▸ **Instrucciones**
Prosigue la entrevista a Nadia Ghulam a partir de su última respuesta.

▸ **Fragmento seleccionado**
────────────────────
"Su vida ha sido muy dura, pero ella tiene las ideas muy claras.
Y cuando la oyes hablar, cómo se expresa, cómo lo cuenta todo, aún impresiona más", advierte Agnès Rotger (Badalona, 1973) de Nadia Ghulam (Kabul, 1985) mientras la esperamos en una cafetería del Eixample. Ambas firman el último premio Prudenci Bertrana,
El secret del meu turbant, que edita Columna en catalán y Planeta en castellano. Rotger, periodista, ha puesto la forma, y Ghulam aporta el fondo, su tremenda peripecia, la de una niña afgana que con ocho años fue víctima de una bomba que le provocó graves quemaduras en todo el cuerpo y la desfiguró, y que con 11, en la época de los talibanes, decidió disfrazarse de hombre para poder trabajar y alimentar a su familia. Su historia la oímos por primera vez hace cuatro años, cuando tras una década manteniendo su falsa identidad masculina, llegó a Barcelona de manos de la asociación Ashda para someterse a una serie de operaciones para reconstruirle el rostro. Un rostro que entonces mantuvo oculto, por miedo a que, difundida su foto por los medios, pudiera ser identificada por aquellos que en su país la conocían como hombre. Ahora, en cambio, ya no teme mostrar su cara. Ha decidido compartir su secreto, dice. De hecho, viene de dar una charla en un colegio. Cuando llega, pide un zumo de naranja.
El libro empieza narrando su infancia, una infancia en un país muy pobre pero que para usted es una infancia normal y feliz.
Yo hasta los 8 años no tenía ningún problema, era la reina de la casa, como todos los niños. Mi padre tenía una vida muy feliz. Trabajaba en el ministerio de salud, era farmacéutico, distribuía las medicinas. Tuve una infancia muy feliz y de pronto todo cambió.
────────────────────
▸ **Datos a examinar**
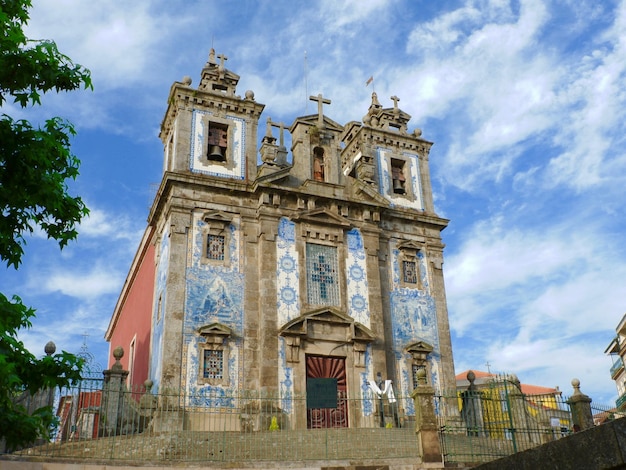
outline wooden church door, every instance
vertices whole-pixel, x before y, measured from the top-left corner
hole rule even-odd
[[[342,357],[306,356],[306,378],[336,379],[336,408],[307,408],[307,428],[347,428],[346,360]]]

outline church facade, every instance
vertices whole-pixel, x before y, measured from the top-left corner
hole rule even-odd
[[[106,333],[130,376],[190,396],[335,378],[359,397],[377,376],[408,395],[425,369],[454,390],[432,143],[375,93],[345,125],[322,95],[289,126],[262,120],[225,59],[170,90],[163,178]]]

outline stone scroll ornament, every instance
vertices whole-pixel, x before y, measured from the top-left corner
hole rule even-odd
[[[396,396],[393,393],[393,385],[391,385],[391,380],[385,380],[385,386],[383,387],[382,390],[378,387],[376,382],[374,382],[373,380],[368,381],[367,384],[369,388],[372,390],[372,392],[374,392],[378,398],[382,398],[383,396],[386,396],[387,400],[389,400],[389,403],[396,402]]]

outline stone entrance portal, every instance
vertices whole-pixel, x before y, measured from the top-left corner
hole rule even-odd
[[[320,384],[319,394],[334,393],[336,388],[335,407],[332,405],[322,408],[307,407],[307,428],[347,428],[348,427],[348,403],[346,384],[346,360],[343,357],[329,356],[306,356],[306,378],[307,382],[317,381]],[[319,381],[318,379],[333,379]],[[308,388],[308,387],[307,387]],[[312,397],[315,399],[335,397]],[[315,403],[311,401],[310,403]],[[318,402],[319,403],[319,402]],[[328,406],[328,407],[327,407]]]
────────────────────
▸ **Respuesta**
Con la guerra y la bomba.
Cayó una bomba en casa, y me quemé entera y también se quemó la casa, todo lo que teníamos. A mi casa cuando venían visitas se pasaban horas y horas y lo miraban todo porque era como un museo. Mucha gente le pedía a mi padre venir a verla, que los invitáramos. Y todo se quemó. Mis padres me llevaron al hospital y cuando mi padre volvió a casa, le dijeron que no había quedado nada. Ni un pañuelo para mi madre. Nada.
Y después su hermano mayor muere asesinado y su padre pierde la razón. El libro describe un mundo en el que la vida no vale nada, en el que te pueden matar por cualquier cosa.
La vida cambia. Cuando no hay guerra, tú no matas ni una hormiga. Pero en la guerra, pasa por aquí una persona, la matan y no pasa nada. Durante la guerra civil, murieron más de 65.000 personas en muy poco tiempo. Murió mucha gente, y se destruyeron todas las casas.
Y las vidas de la gente, de los supervivientes.
Claro. Después de la guerra, ¿como puede vivir la gente? No es fácil. Mira, tú tienes un vaso y se te rompe y te apena porque te gustaba mucho. Así que imagínate si lo que pierdes de golpe es tu casa y todas tus cosas, y ya no tienes nada. Aquí tenemos de todo y no lo valoramos, pero cuando no tienes de nada, nada de lo que necesitas, ¿como te las apañas? No te lo puedes ni imaginar. Yo era pequeña, pero recuerdo nuestros juguetes, nuestra habitación... Es muy, muy duro.
Con 11 años, tras la muerte de su hermano, toma la decisión de adoptar su identidad porque ve que no hay otra solución para poder trabajar y sobrevivir.
Fue la primera idea que me vino a la cabeza: si no podemos trabajar, ¿qué hacemos? Yo he cogido muchas cosas de mi madre, y mi madre es una mujer muy valiente, nunca le ha gustado tener que pedir nada. Nunca. Siempre decía: ‘Si una persona quiere, puede hacer algo, ¿por qué nosotros no?’ Y cuando decidí vestirme como un hombre lo que pensé fue eso: si un hombre puede trabajar, ¿por qué yo no? ¿Por qué me voy a quedar como una víctima en casa o pedir caridad, si puedo trabajar?
Y se pasó 10 años disfrazada de hombre. ¿Se imaginaba que tendría que mantener esta identidad tanto tiempo?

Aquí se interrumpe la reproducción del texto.